## CHALLENGE
Go through the entries below and retype them exactly, omitting each picture.

[Pointing dataset excerpts]
---------------

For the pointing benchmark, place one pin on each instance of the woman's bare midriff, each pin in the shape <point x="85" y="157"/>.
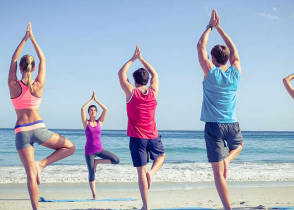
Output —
<point x="25" y="116"/>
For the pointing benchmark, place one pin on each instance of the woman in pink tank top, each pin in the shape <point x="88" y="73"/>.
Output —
<point x="93" y="147"/>
<point x="26" y="96"/>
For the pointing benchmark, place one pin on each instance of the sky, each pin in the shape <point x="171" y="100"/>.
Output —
<point x="87" y="41"/>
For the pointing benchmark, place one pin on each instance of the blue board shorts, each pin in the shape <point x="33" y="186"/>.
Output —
<point x="219" y="137"/>
<point x="141" y="149"/>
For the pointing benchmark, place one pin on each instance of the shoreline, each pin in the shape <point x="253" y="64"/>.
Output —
<point x="162" y="195"/>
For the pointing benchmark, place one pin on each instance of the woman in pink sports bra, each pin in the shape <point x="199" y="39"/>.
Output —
<point x="93" y="147"/>
<point x="30" y="128"/>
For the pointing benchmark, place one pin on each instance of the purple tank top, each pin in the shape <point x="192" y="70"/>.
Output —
<point x="93" y="135"/>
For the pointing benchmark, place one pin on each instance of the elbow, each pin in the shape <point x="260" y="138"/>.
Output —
<point x="199" y="45"/>
<point x="285" y="81"/>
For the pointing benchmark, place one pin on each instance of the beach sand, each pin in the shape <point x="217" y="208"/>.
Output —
<point x="162" y="195"/>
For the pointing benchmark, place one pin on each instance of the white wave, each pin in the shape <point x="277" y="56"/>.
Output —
<point x="185" y="172"/>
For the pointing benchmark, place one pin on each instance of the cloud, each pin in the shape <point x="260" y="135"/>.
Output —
<point x="269" y="16"/>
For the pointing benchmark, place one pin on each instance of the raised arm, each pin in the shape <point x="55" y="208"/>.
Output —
<point x="83" y="111"/>
<point x="154" y="83"/>
<point x="103" y="107"/>
<point x="12" y="78"/>
<point x="288" y="86"/>
<point x="40" y="79"/>
<point x="203" y="58"/>
<point x="123" y="79"/>
<point x="234" y="56"/>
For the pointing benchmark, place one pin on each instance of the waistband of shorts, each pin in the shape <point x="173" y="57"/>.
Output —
<point x="222" y="124"/>
<point x="29" y="126"/>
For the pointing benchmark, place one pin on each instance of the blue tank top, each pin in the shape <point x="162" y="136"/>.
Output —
<point x="219" y="95"/>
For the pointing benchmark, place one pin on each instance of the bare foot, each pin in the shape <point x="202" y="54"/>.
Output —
<point x="95" y="165"/>
<point x="226" y="165"/>
<point x="149" y="179"/>
<point x="38" y="172"/>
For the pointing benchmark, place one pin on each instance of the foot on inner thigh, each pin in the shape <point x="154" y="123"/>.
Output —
<point x="95" y="164"/>
<point x="38" y="168"/>
<point x="149" y="179"/>
<point x="226" y="166"/>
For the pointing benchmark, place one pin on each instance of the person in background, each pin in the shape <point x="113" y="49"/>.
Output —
<point x="287" y="83"/>
<point x="93" y="147"/>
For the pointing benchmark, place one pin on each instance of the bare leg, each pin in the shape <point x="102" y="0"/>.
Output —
<point x="63" y="148"/>
<point x="143" y="185"/>
<point x="157" y="164"/>
<point x="221" y="184"/>
<point x="232" y="155"/>
<point x="27" y="158"/>
<point x="93" y="189"/>
<point x="100" y="161"/>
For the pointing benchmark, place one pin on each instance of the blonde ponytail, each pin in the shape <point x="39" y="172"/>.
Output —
<point x="27" y="65"/>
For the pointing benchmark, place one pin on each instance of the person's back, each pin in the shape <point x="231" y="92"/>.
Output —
<point x="222" y="133"/>
<point x="141" y="110"/>
<point x="219" y="95"/>
<point x="141" y="107"/>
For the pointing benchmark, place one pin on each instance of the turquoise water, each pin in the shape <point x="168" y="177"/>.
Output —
<point x="266" y="156"/>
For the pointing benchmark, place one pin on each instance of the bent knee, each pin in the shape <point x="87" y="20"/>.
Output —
<point x="162" y="155"/>
<point x="116" y="161"/>
<point x="72" y="149"/>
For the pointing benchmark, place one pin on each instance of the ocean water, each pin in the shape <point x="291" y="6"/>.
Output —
<point x="267" y="156"/>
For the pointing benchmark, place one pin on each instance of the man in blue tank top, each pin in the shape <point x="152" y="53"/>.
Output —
<point x="220" y="86"/>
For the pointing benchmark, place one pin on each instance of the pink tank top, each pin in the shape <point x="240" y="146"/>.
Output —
<point x="141" y="115"/>
<point x="93" y="135"/>
<point x="26" y="100"/>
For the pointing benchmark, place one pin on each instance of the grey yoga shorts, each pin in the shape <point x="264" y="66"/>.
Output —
<point x="24" y="139"/>
<point x="219" y="136"/>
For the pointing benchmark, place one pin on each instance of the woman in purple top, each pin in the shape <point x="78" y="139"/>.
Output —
<point x="93" y="147"/>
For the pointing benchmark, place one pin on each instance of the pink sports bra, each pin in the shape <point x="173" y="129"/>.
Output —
<point x="26" y="100"/>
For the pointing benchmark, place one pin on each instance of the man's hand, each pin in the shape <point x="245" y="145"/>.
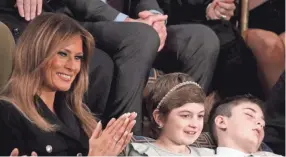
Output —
<point x="221" y="9"/>
<point x="157" y="24"/>
<point x="29" y="9"/>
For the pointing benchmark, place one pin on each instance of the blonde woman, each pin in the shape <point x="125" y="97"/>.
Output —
<point x="41" y="107"/>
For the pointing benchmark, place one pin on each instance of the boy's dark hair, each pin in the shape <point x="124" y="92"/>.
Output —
<point x="186" y="94"/>
<point x="224" y="108"/>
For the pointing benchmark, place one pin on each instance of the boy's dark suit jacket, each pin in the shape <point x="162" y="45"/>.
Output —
<point x="81" y="10"/>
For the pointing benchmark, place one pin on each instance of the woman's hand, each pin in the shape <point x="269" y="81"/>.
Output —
<point x="220" y="9"/>
<point x="114" y="138"/>
<point x="15" y="152"/>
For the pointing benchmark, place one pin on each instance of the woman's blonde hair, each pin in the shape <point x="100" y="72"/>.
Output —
<point x="40" y="41"/>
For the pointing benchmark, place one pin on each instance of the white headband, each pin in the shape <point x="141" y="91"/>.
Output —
<point x="176" y="87"/>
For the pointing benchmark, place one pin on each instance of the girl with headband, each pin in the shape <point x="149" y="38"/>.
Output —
<point x="176" y="110"/>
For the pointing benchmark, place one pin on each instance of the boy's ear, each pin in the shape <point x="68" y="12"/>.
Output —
<point x="158" y="118"/>
<point x="221" y="122"/>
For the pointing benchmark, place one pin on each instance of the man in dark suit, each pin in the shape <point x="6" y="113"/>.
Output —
<point x="132" y="35"/>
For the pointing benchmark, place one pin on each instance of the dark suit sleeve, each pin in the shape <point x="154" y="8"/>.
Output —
<point x="10" y="133"/>
<point x="91" y="10"/>
<point x="141" y="5"/>
<point x="184" y="11"/>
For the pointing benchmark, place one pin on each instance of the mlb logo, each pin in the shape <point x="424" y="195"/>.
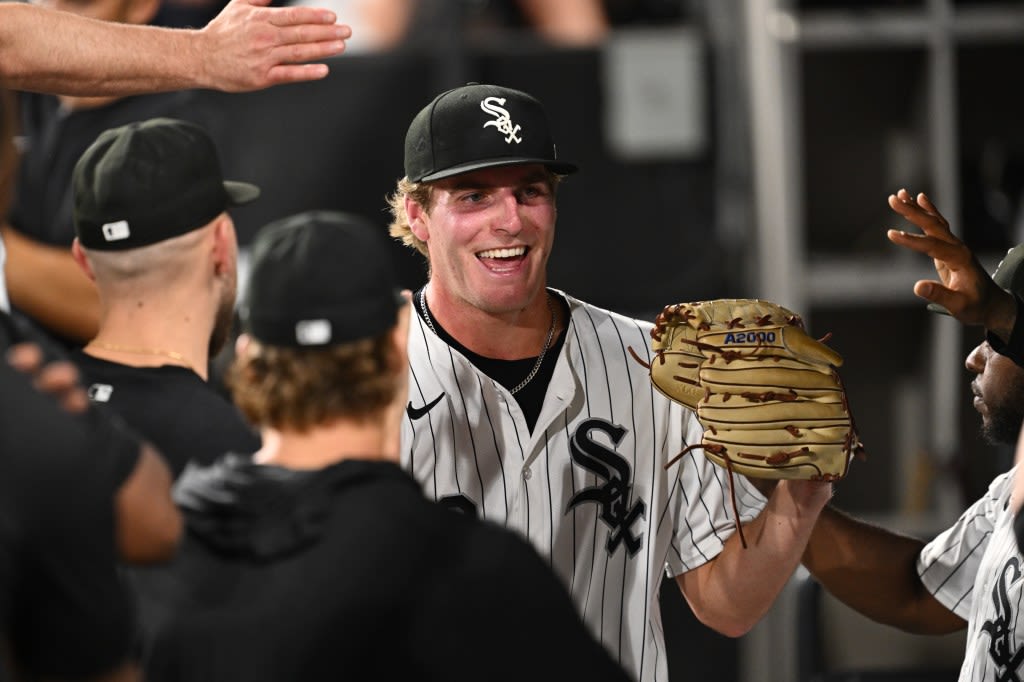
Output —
<point x="115" y="231"/>
<point x="99" y="392"/>
<point x="312" y="332"/>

---------------

## THE REPLY
For the pointing benchmark, place one pin on each instance of the woman's bare midriff, each pin in the shape <point x="85" y="157"/>.
Output —
<point x="25" y="116"/>
For the pointing benchmark, place one pin on each instance of the woman in pink tank top, each pin in the shape <point x="88" y="73"/>.
Output —
<point x="93" y="147"/>
<point x="26" y="96"/>
For the pointing benchmark, place one pin on each instance of the sky, each pin in the shape <point x="171" y="100"/>.
Output —
<point x="87" y="41"/>
For the pointing benchmark, place one pin on each instance of the blue board shorts, each pin in the shape <point x="33" y="186"/>.
Output —
<point x="219" y="137"/>
<point x="141" y="149"/>
For the pointing benchmark, place one pin on each instance of the shoreline, each pin in the shape <point x="253" y="64"/>.
Output —
<point x="162" y="195"/>
For the pointing benchmark, place one pin on each instance of the woman in pink sports bra, each pin in the shape <point x="199" y="39"/>.
Output —
<point x="93" y="147"/>
<point x="30" y="128"/>
For the pointing benchmark, place one pin on each instance of the purple tank top, each pin in the shape <point x="192" y="70"/>.
Output —
<point x="93" y="135"/>
For the pointing benchmark, place one pin on each instance of the elbow, each pin in the shape <point x="260" y="138"/>.
Output —
<point x="199" y="45"/>
<point x="285" y="81"/>
For the pointing benchmark, place one pin on each instance of the beach sand, each pin in the shape <point x="217" y="208"/>.
Output —
<point x="162" y="195"/>
For the pointing benchmark, place one pin on each instance of the white wave, each pin in the shape <point x="277" y="56"/>.
Output —
<point x="185" y="172"/>
For the pointing benchmark, place one pin on each instance of the cloud, each pin in the shape <point x="260" y="135"/>.
Output —
<point x="269" y="16"/>
For the pointing benchmark, place one pin on each instance of the raised arm, each pin in the shape <point x="55" y="208"/>.
Output —
<point x="83" y="111"/>
<point x="154" y="83"/>
<point x="103" y="107"/>
<point x="12" y="78"/>
<point x="288" y="86"/>
<point x="40" y="79"/>
<point x="203" y="58"/>
<point x="123" y="79"/>
<point x="234" y="56"/>
For the pointing benchmark, place one pin on each instance of the waistband of shorts, each pin in the shape <point x="173" y="57"/>.
Output —
<point x="222" y="124"/>
<point x="29" y="126"/>
For the pointing benchmark, place one pin on each instance of the blue tank top, each pin in the shape <point x="162" y="136"/>.
Output —
<point x="219" y="95"/>
For the pointing benchmark, place one pin on each instance of the bare foot, each pin in the shape <point x="202" y="54"/>.
Output —
<point x="95" y="165"/>
<point x="226" y="165"/>
<point x="149" y="179"/>
<point x="38" y="172"/>
For the pointing benchmark, place one pin on each instance of the foot on inner thigh, each pin in the shape <point x="154" y="123"/>.
Output —
<point x="95" y="164"/>
<point x="38" y="168"/>
<point x="149" y="179"/>
<point x="226" y="166"/>
For the pointing benchmark, place one pin on each instance of the person in background, each pin in the shape <point x="113" y="49"/>.
Output —
<point x="287" y="83"/>
<point x="93" y="147"/>
For the pointing benchmark, place one pin on each instance of the bare leg, each pin in the shape <point x="102" y="0"/>.
Output —
<point x="63" y="148"/>
<point x="143" y="185"/>
<point x="157" y="164"/>
<point x="221" y="184"/>
<point x="232" y="155"/>
<point x="27" y="158"/>
<point x="93" y="189"/>
<point x="100" y="161"/>
For the pointing benchmark, place one pin on each instance of the blonde ponytail, each pin in the shape <point x="39" y="172"/>.
Output —
<point x="27" y="65"/>
For the pointing benchmark, place one pin on each instance of the person's back, each pin in the shape <point x="231" y="92"/>.
Output —
<point x="222" y="133"/>
<point x="141" y="110"/>
<point x="219" y="95"/>
<point x="141" y="107"/>
For the pointing benchmark, place one pin on each instance of the turquoise water, each pin in the shape <point x="168" y="177"/>.
Output —
<point x="266" y="156"/>
For the pointing benchmark, place one pin on each instance of the bent knee, each pin in the shape <point x="87" y="20"/>.
Output —
<point x="162" y="155"/>
<point x="116" y="161"/>
<point x="72" y="149"/>
For the pointing benchmark, place one pin on each instance of the ocean water, each pin in the shape <point x="291" y="6"/>.
Output —
<point x="267" y="156"/>
For the pointing benchmark, place one pin on each instance of the man in blue tank top, each pin in the shape <point x="152" y="53"/>.
Output —
<point x="220" y="86"/>
For the pointing benchmark, place one pin on each instance of the pink tank top, each pin in the shape <point x="240" y="146"/>.
Output —
<point x="141" y="115"/>
<point x="93" y="135"/>
<point x="26" y="100"/>
For the pointing benchmark, place one pin on each instance of the grey yoga shorts, each pin in the shape <point x="264" y="66"/>.
Output —
<point x="24" y="139"/>
<point x="219" y="136"/>
For the pointing benchmark, place one pin on each instance of the woman in purple top, each pin in the shape <point x="78" y="139"/>.
Output —
<point x="93" y="147"/>
For the pointing benchmark, place one pin on each instance of the pink sports bra, each pin in the shape <point x="173" y="129"/>.
Output —
<point x="26" y="100"/>
For the pointing benchmark, place one pin on each instance of the man's hand, each pin in the shape <point x="245" y="145"/>.
Output —
<point x="221" y="9"/>
<point x="157" y="24"/>
<point x="29" y="9"/>
For the pointing benchmark, place one pin on each instance of the blonde woman, each pin in the shape <point x="125" y="97"/>.
Output —
<point x="41" y="107"/>
For the pointing benchmark, place one pin on each instance of the boy's dark hair, each pin in the shape <point x="124" y="92"/>.
Output —
<point x="186" y="94"/>
<point x="224" y="108"/>
For the pointing benchmark, place one pin on each instance of the boy's dark suit jacket, each pin in the shape <point x="162" y="45"/>.
Output —
<point x="81" y="10"/>
For the pointing benchmark, place one pin on each instance of the woman's hand, each pin in the shape <point x="269" y="81"/>.
Output —
<point x="220" y="9"/>
<point x="114" y="138"/>
<point x="15" y="152"/>
For the pointing benchmark, place one pin on each instance of the woman's blonde hair, each pin in the shape <point x="100" y="72"/>.
Output —
<point x="40" y="41"/>
For the pointing benchmark, place one pin on each instance of the white headband, each pin in the shape <point x="141" y="91"/>.
Output —
<point x="176" y="87"/>
For the pointing benchmark, place one pin on each instance of the girl with headband, each pin in the shape <point x="149" y="38"/>.
Output —
<point x="176" y="110"/>
For the pointing benchmark, place one pin on each instance of the boy's ear, each pin in the shape <point x="68" y="12"/>.
Output —
<point x="158" y="118"/>
<point x="221" y="122"/>
For the pointing benchmark, place one pin on each instance of the man in dark suit, each pin in the shape <point x="6" y="113"/>.
Output —
<point x="132" y="35"/>
For the pointing benchmark, place one pin on each instance of the dark suit sleeve, each pin in the shape <point x="154" y="8"/>.
Output —
<point x="10" y="133"/>
<point x="91" y="10"/>
<point x="141" y="5"/>
<point x="184" y="11"/>
For the pointing benchmark, place one pin on each instance of the mlb logo, each pin in the shape <point x="424" y="195"/>.
Output —
<point x="115" y="231"/>
<point x="99" y="392"/>
<point x="312" y="332"/>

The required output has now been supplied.